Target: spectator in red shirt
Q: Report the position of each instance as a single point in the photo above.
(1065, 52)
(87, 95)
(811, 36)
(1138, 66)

◆ **What you have to do**:
Write out the lines above again, changing "red shirt" to "blue jacket" and leaving everything else as it is.

◆ **Written response**:
Target: spectator in blue jacket
Q: Report the position of each instance as a single point in the photo above.
(1065, 52)
(87, 95)
(811, 36)
(1138, 66)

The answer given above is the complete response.